# DIRECTIONS
Give only the number of lines in the material below that contain the string "background", counting a match only when its case is the same.

# DATA EXTRACT
_ _ _ _
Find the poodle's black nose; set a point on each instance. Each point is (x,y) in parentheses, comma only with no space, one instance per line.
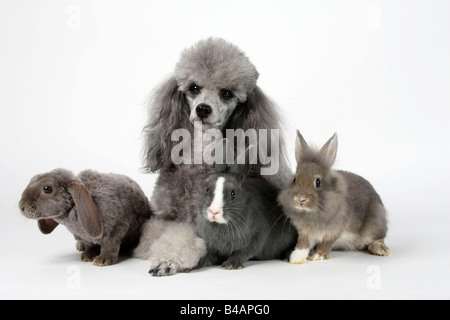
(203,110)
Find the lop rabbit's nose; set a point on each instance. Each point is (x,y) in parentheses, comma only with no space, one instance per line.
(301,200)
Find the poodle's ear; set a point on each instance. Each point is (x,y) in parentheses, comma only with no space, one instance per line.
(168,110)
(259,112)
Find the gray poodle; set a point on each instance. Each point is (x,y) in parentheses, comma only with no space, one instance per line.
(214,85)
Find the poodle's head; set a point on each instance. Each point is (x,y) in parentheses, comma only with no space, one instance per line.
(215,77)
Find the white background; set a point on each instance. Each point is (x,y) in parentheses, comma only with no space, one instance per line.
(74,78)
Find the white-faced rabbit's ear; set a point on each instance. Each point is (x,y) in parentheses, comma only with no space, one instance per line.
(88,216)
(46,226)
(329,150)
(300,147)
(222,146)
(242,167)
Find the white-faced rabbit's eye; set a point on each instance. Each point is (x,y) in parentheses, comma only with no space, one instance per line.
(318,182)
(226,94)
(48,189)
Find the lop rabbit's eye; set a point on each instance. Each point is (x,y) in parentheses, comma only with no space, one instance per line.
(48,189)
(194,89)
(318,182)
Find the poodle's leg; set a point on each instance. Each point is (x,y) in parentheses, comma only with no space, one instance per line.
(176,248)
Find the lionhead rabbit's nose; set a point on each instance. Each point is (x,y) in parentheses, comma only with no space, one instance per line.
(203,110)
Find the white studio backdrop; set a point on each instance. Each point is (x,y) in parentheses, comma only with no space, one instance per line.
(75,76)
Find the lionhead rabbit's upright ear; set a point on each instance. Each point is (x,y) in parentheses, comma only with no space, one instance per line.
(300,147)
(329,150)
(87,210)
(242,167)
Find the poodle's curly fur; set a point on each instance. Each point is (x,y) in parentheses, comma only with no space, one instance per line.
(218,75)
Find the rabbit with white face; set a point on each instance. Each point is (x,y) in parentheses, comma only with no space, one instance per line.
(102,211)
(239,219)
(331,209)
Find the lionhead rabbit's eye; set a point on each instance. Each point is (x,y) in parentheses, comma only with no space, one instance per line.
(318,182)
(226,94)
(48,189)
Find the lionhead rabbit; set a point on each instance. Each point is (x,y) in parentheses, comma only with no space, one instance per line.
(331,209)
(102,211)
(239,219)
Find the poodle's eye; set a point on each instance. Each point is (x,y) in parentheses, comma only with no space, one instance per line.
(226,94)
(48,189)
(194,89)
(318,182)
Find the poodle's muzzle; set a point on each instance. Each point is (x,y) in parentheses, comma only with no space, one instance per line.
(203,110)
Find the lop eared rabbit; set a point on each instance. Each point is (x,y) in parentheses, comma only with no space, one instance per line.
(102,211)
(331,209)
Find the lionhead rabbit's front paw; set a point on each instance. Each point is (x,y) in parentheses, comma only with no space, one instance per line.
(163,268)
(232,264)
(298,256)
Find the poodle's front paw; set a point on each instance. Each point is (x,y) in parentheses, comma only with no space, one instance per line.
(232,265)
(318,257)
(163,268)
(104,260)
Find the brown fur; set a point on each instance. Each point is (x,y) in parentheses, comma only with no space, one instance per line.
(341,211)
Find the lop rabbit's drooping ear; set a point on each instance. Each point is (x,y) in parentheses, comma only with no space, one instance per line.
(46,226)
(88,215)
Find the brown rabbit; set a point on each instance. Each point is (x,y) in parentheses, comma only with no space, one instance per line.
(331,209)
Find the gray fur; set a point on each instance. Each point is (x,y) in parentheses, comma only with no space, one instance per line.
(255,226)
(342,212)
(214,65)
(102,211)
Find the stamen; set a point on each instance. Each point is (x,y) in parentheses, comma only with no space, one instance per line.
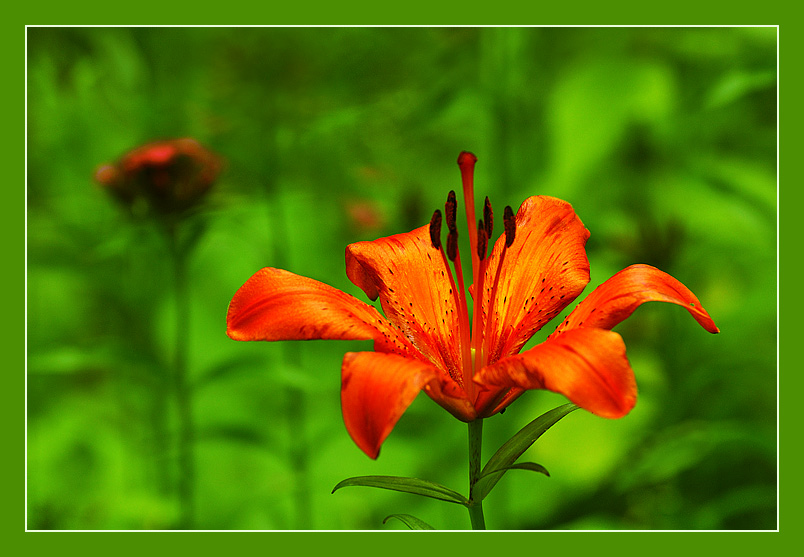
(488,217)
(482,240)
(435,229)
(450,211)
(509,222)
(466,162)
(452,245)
_ _ _ _
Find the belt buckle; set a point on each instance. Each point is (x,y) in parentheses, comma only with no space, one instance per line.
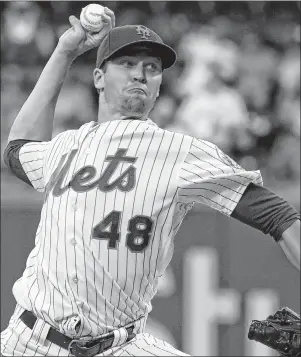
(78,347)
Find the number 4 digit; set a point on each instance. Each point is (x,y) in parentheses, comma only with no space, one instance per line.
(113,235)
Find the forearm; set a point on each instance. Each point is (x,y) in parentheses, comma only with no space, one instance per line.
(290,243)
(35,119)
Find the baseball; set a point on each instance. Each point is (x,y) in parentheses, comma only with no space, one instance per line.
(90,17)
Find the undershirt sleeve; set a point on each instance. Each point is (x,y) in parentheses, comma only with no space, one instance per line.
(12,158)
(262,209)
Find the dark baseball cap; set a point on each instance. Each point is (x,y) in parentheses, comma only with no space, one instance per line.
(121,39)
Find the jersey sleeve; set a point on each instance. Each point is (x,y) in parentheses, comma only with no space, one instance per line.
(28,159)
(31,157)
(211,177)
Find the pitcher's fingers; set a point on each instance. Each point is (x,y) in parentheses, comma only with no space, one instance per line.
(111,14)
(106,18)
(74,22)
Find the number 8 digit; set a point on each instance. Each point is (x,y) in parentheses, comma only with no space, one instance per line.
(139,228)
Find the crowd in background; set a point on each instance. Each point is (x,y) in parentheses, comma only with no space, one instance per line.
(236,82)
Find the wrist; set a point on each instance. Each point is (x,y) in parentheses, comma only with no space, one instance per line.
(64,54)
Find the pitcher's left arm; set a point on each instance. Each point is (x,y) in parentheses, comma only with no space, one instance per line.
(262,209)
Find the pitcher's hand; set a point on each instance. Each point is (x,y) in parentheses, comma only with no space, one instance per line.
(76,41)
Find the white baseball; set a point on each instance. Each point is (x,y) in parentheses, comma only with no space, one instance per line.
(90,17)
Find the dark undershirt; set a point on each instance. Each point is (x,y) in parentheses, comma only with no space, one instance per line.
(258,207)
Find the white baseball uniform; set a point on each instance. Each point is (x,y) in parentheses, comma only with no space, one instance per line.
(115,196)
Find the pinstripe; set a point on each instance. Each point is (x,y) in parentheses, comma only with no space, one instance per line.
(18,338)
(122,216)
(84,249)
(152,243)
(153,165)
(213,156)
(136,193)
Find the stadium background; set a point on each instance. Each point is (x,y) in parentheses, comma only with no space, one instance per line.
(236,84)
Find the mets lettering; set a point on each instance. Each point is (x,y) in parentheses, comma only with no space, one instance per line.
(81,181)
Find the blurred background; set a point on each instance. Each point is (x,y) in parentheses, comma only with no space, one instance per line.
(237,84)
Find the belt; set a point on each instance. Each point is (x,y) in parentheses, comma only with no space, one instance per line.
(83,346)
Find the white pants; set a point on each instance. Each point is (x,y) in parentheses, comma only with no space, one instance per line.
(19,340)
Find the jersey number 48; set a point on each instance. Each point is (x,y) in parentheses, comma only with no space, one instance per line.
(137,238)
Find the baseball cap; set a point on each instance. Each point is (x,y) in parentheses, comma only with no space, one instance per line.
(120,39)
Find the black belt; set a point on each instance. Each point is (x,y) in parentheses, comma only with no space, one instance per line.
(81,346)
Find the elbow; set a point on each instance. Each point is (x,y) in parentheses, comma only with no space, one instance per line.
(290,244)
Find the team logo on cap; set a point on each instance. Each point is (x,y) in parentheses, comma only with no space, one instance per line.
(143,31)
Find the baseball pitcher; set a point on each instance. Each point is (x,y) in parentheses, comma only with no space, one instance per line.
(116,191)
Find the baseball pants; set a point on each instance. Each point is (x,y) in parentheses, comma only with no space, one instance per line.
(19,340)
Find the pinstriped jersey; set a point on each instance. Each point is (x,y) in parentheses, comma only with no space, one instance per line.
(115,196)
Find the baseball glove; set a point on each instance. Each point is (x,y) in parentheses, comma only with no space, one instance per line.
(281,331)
_ _ _ _
# OUTPUT FOR THIS EXERCISE
4